# [TASK REQUIREMENTS]
Exactly repeat the line that contains "tan dog? Indicate one point per instance.", then every line after it up to and including the final line.

# [THE INPUT]

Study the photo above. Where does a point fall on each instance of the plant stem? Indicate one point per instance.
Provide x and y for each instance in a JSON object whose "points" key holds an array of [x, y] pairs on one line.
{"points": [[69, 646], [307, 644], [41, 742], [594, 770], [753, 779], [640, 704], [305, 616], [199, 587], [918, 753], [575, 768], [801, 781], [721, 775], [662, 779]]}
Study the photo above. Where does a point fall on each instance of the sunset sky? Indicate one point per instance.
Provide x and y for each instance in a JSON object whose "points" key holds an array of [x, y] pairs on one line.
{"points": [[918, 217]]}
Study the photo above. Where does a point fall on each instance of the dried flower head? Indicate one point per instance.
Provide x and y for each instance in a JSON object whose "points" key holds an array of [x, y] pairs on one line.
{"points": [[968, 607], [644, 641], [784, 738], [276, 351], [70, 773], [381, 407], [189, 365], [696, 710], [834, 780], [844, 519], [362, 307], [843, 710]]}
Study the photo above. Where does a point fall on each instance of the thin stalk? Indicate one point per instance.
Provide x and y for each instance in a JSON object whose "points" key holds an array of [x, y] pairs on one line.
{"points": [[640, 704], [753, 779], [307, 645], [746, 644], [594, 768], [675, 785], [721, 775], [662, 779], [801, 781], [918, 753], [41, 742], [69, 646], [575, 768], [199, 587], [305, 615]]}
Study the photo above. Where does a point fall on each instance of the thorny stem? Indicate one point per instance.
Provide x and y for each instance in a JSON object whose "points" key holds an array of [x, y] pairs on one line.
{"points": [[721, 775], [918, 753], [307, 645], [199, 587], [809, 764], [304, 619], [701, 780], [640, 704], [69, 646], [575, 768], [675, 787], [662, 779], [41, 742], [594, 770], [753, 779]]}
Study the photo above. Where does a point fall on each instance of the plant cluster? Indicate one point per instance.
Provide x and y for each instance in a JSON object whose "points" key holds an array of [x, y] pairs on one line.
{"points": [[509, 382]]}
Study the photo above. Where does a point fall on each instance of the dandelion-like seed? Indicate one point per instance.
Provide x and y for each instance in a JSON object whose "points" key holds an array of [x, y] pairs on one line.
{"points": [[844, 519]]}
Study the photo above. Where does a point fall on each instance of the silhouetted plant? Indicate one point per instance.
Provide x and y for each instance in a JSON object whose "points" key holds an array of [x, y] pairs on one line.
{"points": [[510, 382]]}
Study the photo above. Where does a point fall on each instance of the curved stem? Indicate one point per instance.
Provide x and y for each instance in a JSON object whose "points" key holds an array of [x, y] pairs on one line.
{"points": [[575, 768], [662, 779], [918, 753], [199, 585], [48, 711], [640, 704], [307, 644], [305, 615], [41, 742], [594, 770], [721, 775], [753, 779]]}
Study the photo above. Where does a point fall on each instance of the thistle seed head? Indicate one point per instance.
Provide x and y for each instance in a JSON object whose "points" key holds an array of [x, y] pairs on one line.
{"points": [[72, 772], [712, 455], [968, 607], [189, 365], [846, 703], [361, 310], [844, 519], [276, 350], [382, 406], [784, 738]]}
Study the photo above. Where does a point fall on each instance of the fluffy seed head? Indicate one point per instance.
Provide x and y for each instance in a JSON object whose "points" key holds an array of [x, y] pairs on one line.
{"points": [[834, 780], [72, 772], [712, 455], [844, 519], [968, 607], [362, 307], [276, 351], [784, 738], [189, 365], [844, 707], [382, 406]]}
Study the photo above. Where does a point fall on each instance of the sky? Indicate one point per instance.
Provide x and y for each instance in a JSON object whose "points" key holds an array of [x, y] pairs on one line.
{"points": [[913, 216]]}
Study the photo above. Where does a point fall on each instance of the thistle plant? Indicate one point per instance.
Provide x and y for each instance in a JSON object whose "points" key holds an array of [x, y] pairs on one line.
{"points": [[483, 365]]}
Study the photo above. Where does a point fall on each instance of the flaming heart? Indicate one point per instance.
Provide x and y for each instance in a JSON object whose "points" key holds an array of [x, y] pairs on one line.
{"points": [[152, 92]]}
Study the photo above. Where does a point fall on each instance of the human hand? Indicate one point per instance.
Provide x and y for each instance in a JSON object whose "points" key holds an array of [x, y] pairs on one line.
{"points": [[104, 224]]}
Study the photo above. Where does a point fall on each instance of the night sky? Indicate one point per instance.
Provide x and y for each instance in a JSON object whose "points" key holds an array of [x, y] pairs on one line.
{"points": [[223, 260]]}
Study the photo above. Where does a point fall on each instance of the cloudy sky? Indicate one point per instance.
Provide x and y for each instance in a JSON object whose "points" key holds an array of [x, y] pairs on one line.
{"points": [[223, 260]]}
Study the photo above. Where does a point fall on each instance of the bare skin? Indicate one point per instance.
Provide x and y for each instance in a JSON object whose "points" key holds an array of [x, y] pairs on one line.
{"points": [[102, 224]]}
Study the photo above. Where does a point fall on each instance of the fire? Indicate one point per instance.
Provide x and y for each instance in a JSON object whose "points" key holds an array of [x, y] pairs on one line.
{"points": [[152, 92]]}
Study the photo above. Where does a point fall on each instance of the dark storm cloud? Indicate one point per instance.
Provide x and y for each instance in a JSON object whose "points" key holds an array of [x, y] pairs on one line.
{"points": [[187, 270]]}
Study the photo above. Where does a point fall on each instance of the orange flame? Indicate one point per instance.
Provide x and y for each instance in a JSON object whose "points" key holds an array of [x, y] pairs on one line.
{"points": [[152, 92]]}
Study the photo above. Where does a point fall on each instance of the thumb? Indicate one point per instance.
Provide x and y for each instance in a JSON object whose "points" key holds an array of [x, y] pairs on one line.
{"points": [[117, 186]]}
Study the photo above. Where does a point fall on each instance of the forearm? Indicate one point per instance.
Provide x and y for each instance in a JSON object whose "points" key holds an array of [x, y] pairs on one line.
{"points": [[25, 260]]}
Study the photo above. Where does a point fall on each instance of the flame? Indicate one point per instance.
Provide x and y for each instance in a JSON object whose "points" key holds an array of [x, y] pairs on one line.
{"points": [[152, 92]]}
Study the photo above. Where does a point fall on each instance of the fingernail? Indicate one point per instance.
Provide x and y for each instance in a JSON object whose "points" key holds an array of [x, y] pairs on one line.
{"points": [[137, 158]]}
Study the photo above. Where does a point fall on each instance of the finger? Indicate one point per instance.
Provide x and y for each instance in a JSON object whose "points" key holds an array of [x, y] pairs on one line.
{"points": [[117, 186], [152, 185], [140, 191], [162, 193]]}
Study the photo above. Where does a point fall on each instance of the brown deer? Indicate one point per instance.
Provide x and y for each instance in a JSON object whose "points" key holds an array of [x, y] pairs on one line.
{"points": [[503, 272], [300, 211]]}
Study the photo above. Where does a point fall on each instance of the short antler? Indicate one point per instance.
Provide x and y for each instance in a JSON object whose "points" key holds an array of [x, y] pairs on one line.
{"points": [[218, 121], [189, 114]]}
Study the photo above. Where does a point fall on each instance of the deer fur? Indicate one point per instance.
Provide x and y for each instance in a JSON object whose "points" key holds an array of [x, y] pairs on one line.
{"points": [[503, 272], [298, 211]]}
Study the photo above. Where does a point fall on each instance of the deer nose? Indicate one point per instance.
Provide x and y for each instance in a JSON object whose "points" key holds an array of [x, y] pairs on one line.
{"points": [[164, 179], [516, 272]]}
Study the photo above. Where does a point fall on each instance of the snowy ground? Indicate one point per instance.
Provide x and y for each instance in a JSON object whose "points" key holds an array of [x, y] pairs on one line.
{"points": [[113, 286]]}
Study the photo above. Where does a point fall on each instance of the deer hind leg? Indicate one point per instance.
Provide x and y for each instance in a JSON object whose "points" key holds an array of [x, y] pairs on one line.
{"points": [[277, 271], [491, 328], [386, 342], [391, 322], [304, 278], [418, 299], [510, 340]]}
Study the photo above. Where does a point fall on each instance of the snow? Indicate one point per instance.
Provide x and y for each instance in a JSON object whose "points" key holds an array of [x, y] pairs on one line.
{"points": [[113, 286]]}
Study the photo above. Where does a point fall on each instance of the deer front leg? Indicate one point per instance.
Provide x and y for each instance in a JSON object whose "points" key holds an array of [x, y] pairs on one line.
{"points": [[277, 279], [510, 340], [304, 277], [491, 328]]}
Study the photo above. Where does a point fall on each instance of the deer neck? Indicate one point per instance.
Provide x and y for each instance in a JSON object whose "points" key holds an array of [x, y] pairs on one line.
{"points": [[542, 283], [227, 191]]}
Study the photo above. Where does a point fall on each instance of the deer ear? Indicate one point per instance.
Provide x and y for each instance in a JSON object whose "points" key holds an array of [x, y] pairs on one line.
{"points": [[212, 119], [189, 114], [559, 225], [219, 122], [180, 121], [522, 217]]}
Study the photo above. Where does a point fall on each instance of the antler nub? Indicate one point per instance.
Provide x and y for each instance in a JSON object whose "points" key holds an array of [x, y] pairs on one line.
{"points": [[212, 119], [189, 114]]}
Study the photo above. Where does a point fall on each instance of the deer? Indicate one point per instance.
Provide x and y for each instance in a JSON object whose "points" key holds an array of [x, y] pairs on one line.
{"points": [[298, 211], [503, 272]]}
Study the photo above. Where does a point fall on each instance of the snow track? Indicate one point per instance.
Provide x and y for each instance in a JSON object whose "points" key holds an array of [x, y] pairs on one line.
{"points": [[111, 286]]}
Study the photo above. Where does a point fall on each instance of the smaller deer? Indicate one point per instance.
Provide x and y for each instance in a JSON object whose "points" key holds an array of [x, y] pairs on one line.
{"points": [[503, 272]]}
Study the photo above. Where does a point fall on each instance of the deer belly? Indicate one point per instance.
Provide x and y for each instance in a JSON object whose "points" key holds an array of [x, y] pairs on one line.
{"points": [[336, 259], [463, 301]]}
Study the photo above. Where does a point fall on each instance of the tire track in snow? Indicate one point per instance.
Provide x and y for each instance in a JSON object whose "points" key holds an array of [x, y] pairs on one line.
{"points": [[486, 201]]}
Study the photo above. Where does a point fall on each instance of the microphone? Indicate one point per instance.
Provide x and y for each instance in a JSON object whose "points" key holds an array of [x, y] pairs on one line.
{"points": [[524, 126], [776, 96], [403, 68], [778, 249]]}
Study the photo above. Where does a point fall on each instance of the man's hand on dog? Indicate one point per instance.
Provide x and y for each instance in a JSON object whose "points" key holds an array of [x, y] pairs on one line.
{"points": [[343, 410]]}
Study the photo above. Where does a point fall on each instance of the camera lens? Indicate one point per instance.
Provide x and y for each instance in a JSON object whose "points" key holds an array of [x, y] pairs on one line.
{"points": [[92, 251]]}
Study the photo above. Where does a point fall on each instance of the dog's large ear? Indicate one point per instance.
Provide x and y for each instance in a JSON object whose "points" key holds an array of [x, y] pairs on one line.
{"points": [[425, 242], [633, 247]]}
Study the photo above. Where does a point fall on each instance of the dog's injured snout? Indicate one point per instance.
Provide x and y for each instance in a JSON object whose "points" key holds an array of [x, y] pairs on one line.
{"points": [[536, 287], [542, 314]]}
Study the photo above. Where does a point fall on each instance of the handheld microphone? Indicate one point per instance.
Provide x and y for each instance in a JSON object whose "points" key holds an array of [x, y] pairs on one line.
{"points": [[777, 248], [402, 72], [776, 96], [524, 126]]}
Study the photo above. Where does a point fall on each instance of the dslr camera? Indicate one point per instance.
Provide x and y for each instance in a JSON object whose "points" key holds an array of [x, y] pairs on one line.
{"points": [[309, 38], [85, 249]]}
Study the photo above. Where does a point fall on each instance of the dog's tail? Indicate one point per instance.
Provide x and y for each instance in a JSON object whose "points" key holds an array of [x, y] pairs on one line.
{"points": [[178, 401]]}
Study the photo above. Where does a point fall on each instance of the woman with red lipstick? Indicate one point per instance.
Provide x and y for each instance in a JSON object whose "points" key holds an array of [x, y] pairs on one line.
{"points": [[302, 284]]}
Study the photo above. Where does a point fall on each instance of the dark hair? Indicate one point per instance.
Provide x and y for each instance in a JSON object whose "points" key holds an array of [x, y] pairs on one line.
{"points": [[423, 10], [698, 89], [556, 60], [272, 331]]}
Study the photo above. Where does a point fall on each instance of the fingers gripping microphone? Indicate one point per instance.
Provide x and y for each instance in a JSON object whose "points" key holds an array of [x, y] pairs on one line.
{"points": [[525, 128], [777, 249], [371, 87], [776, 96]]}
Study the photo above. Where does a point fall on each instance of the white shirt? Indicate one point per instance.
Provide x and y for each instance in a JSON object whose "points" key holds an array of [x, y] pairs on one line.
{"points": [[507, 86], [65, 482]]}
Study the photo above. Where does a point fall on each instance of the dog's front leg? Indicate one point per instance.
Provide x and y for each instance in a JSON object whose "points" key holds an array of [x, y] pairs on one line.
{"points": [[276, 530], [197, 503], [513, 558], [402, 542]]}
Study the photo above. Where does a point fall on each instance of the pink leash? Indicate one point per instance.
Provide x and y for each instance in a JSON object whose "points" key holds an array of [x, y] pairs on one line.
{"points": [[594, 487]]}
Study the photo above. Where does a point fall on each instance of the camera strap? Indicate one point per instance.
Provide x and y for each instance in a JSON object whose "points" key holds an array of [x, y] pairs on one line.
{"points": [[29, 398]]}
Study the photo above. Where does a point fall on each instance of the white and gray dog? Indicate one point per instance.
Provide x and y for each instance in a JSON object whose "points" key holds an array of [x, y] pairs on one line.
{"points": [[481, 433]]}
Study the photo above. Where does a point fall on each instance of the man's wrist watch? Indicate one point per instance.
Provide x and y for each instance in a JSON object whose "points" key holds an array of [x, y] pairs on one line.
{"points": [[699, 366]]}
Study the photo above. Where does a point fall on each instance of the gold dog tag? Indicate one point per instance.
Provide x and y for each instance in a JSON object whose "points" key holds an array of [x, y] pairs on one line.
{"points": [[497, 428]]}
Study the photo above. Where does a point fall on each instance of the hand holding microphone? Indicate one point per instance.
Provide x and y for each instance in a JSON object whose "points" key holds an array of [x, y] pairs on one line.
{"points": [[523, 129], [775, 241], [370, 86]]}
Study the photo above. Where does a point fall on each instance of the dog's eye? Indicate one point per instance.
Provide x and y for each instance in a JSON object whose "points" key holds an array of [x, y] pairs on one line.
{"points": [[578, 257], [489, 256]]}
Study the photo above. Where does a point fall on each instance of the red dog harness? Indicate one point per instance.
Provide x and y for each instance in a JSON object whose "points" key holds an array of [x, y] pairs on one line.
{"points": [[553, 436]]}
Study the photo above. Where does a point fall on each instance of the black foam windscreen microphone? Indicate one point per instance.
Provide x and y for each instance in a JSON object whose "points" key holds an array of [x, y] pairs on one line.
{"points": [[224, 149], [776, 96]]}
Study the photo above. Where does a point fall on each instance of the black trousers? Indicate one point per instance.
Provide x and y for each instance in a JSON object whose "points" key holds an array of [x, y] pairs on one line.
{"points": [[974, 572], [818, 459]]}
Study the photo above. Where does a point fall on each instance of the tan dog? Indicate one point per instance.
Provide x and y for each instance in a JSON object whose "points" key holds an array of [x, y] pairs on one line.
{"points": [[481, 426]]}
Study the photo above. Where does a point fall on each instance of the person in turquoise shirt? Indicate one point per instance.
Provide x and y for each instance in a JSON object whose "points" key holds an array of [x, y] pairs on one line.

# [TASK OUTPUT]
Study the photo above. Where does a point fall on each instance of the tan dog? Indicate one point per instance.
Provide x and y for each instance in a JSON object whose "points" key holds an array of [x, y] pairs on one line.
{"points": [[481, 426]]}
Study the photo above. Where does a point fall on each instance of the person in turquoise shirt? Indicate one point per instance.
Provide x and y for each instance in a JSON object whose "points" key holds an array of [x, y] pairs on one line.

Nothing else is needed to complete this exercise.